**Data extracts**

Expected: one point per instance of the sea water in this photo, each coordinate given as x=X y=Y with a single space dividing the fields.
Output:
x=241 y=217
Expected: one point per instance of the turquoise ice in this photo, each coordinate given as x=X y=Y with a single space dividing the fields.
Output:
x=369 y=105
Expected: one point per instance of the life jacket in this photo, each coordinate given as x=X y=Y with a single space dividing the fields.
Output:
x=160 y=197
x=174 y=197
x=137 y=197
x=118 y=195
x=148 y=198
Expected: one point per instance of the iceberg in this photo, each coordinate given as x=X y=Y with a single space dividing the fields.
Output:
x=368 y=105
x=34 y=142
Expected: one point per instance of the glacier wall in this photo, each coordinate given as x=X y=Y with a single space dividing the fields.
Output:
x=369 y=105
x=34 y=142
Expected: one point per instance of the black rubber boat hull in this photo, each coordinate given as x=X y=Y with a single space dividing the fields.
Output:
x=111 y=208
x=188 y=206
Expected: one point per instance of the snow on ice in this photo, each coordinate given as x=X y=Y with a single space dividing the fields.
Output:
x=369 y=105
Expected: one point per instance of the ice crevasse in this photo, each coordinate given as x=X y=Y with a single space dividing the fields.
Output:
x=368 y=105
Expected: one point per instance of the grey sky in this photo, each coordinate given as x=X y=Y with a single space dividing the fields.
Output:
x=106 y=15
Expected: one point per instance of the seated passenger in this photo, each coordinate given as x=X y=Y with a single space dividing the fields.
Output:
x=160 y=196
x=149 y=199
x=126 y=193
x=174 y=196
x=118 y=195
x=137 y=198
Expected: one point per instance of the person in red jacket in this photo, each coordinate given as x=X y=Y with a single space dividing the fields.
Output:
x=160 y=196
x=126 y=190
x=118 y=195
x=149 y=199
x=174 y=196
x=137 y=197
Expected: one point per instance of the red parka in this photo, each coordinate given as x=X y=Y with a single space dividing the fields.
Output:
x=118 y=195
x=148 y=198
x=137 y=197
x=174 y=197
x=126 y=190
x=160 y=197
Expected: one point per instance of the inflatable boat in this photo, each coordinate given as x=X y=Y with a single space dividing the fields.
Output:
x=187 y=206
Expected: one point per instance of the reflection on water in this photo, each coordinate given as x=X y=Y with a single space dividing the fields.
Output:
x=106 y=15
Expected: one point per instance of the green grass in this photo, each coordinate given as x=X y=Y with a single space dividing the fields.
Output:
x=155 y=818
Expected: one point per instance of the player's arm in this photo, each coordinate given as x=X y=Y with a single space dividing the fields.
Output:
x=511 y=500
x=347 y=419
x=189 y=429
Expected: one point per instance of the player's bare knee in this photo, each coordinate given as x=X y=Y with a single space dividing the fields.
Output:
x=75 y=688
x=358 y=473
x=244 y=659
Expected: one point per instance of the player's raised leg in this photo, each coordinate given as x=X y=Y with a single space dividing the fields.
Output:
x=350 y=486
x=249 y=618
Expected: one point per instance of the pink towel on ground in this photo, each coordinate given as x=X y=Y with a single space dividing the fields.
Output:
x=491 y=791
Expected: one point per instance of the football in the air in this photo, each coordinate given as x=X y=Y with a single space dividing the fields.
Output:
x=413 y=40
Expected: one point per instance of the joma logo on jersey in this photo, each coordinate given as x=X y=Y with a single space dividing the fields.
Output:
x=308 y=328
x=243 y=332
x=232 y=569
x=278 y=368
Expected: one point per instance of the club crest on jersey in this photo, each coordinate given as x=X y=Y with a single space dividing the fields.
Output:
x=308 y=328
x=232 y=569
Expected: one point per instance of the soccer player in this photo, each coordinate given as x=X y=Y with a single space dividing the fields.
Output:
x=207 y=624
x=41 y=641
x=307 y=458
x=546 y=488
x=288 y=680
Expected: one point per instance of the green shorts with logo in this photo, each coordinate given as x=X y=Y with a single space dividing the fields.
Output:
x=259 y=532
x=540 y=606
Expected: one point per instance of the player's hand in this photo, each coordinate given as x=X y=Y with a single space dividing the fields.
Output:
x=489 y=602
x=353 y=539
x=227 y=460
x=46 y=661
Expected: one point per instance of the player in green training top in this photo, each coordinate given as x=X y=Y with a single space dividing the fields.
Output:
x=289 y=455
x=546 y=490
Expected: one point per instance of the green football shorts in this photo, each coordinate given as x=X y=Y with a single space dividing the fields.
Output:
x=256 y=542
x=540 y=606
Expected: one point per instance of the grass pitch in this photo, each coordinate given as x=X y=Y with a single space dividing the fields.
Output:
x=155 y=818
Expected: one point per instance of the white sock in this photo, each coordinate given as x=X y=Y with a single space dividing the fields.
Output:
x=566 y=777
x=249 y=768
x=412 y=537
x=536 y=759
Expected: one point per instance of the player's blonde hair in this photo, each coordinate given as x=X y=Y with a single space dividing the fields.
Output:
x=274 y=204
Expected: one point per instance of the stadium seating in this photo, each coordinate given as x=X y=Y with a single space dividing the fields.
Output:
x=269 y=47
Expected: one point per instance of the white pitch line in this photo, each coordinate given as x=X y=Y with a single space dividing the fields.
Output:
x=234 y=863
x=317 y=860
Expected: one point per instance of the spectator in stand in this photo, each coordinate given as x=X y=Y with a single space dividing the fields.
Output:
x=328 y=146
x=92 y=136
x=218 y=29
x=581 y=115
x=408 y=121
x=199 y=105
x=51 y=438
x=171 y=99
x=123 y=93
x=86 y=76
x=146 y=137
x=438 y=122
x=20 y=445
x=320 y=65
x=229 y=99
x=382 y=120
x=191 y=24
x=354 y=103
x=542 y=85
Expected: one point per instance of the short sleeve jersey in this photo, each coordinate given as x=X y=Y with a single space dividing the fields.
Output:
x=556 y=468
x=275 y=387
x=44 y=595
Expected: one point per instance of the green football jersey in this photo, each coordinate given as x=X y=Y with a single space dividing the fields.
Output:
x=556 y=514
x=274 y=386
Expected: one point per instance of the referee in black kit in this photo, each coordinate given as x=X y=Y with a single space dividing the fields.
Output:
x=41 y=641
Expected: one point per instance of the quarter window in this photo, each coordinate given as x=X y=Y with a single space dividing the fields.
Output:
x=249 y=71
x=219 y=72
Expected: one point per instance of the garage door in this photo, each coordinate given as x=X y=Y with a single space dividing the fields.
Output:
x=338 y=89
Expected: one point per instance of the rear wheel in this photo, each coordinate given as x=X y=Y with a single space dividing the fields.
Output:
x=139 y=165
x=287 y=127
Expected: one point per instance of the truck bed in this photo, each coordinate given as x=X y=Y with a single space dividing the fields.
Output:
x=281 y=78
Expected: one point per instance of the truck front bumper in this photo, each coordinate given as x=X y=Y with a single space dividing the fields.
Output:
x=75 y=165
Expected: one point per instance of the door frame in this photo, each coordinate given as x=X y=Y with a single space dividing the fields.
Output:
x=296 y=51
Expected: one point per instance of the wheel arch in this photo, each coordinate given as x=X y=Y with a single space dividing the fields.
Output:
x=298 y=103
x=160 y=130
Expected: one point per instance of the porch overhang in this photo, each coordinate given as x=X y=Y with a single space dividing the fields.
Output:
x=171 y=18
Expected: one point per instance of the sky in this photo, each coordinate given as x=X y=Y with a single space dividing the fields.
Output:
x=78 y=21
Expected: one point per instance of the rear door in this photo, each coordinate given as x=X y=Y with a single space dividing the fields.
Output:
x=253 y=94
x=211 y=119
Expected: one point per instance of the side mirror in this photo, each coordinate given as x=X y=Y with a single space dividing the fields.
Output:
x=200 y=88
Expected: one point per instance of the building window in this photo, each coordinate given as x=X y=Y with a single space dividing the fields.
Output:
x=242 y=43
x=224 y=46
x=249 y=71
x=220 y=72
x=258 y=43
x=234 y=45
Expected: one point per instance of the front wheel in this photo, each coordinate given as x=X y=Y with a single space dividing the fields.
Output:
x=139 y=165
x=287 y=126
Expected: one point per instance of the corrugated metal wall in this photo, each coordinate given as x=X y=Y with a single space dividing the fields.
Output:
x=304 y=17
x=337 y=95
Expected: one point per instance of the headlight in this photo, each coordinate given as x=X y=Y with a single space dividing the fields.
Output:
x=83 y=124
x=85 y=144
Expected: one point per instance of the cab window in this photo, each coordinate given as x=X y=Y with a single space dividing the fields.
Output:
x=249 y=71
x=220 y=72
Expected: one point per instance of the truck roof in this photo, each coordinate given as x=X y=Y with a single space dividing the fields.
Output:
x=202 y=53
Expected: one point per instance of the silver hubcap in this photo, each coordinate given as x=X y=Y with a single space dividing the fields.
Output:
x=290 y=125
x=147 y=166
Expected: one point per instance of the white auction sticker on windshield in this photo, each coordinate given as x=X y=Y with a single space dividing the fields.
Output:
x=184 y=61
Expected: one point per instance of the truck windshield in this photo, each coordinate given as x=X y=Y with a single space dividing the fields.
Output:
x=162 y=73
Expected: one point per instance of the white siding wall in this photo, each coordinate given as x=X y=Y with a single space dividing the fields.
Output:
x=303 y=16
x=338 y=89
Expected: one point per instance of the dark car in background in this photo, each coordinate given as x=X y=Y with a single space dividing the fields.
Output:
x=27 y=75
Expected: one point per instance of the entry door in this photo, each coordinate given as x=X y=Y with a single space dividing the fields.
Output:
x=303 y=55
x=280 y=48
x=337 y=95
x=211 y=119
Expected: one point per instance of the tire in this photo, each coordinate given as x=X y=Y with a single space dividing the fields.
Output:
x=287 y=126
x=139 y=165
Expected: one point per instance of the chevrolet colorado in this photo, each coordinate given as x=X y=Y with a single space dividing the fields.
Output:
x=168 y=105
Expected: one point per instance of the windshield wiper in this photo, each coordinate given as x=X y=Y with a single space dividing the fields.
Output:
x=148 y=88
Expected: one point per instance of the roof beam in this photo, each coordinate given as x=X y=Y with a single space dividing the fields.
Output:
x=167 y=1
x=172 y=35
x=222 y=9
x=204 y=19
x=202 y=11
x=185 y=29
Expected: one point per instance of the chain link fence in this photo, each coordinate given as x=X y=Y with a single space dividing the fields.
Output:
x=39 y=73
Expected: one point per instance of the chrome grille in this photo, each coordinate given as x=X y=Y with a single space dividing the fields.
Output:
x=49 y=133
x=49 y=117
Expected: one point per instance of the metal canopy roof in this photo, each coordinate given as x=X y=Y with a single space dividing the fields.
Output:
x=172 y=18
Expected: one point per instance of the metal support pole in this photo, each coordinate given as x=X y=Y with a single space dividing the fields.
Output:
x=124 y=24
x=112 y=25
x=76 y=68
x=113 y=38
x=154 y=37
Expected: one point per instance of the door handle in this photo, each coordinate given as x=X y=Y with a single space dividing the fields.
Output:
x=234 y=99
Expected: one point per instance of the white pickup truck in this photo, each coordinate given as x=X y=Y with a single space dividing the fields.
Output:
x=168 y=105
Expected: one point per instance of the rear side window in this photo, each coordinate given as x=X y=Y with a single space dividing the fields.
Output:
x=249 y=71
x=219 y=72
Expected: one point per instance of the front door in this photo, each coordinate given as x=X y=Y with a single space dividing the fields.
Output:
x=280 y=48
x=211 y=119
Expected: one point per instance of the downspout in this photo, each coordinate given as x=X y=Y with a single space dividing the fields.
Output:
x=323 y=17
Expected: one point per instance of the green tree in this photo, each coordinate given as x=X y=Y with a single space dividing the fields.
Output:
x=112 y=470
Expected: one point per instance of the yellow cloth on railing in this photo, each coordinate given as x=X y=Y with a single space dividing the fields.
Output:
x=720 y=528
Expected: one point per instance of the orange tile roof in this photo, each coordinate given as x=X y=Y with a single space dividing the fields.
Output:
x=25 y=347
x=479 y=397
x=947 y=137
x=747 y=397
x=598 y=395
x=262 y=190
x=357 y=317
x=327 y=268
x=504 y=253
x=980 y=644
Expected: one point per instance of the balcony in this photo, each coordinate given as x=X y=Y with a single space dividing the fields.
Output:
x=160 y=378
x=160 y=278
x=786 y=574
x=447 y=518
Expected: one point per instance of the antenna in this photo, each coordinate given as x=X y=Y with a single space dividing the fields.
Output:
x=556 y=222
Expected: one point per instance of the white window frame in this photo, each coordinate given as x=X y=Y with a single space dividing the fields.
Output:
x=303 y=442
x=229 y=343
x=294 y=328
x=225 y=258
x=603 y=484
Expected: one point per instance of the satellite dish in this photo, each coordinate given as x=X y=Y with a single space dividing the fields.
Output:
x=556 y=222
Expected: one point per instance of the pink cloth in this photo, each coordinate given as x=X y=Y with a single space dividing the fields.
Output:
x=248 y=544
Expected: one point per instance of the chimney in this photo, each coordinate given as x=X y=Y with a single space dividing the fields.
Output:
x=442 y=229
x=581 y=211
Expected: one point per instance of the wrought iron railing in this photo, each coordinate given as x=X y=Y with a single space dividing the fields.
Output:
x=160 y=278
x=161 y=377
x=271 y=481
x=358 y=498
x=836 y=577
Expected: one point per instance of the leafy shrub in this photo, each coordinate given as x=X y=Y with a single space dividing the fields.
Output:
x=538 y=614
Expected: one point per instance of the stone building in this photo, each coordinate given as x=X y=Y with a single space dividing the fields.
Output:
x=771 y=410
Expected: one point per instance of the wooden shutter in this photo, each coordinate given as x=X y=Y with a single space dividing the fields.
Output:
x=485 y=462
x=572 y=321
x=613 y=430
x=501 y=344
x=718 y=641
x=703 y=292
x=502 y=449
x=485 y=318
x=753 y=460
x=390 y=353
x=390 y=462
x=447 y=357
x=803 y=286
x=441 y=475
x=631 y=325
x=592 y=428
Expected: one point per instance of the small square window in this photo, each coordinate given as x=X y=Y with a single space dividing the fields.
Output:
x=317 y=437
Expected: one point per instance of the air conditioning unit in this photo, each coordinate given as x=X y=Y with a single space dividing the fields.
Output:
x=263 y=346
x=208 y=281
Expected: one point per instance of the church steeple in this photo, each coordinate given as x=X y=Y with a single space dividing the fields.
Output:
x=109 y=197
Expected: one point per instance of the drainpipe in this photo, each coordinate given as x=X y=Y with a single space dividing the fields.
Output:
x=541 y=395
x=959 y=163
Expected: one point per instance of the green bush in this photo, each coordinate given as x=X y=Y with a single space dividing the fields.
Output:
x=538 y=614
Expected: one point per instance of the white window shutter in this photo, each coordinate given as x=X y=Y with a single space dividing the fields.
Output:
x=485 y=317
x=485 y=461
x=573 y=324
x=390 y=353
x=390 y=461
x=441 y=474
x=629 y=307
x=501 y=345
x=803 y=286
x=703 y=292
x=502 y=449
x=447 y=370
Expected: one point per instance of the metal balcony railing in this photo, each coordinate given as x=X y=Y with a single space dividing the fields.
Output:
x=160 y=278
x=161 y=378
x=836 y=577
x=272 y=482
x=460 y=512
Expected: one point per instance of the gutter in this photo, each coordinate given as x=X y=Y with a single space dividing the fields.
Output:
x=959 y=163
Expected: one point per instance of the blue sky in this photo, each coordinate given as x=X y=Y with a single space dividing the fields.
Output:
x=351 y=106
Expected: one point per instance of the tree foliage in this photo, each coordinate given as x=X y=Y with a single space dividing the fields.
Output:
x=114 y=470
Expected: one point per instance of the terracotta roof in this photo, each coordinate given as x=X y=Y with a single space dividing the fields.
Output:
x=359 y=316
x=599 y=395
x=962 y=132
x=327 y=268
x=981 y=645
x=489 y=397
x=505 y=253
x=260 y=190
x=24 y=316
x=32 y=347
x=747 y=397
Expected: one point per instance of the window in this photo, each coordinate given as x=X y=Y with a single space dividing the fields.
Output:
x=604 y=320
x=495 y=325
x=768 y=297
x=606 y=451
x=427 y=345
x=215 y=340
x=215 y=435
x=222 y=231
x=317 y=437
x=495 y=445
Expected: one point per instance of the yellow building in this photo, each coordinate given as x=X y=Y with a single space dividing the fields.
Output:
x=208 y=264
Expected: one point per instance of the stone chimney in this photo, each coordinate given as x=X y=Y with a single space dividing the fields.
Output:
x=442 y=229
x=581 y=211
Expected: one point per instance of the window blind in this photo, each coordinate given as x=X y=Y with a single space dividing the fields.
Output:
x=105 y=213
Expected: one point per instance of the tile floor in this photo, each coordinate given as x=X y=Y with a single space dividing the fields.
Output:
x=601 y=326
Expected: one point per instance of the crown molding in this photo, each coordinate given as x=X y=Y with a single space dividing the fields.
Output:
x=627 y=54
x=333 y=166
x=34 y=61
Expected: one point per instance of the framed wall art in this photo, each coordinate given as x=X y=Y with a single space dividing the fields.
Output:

**Task item**
Lines from the top of the entries above to the line that contains "Expected: one point per instance of the iceberg" should be set down exactly, please, with both ends kept and nothing added.

**Response**
Expected: one point per instance of the sea water in this photo, each coordinate given as x=X y=Y with a single space dividing the fields.
Output:
x=241 y=217
Expected: one point per instance of the turquoise ice in this photo, each coordinate given as x=X y=Y with a single space dividing the fields.
Output:
x=369 y=105
Expected: one point per instance of the life jacket in this photo, each coordinate given as x=X y=Y with a single space dividing the fields.
Output:
x=160 y=197
x=174 y=197
x=137 y=197
x=118 y=195
x=148 y=198
Expected: one point per instance of the iceberg in this photo, each coordinate given as x=X y=Y with a single space dividing the fields.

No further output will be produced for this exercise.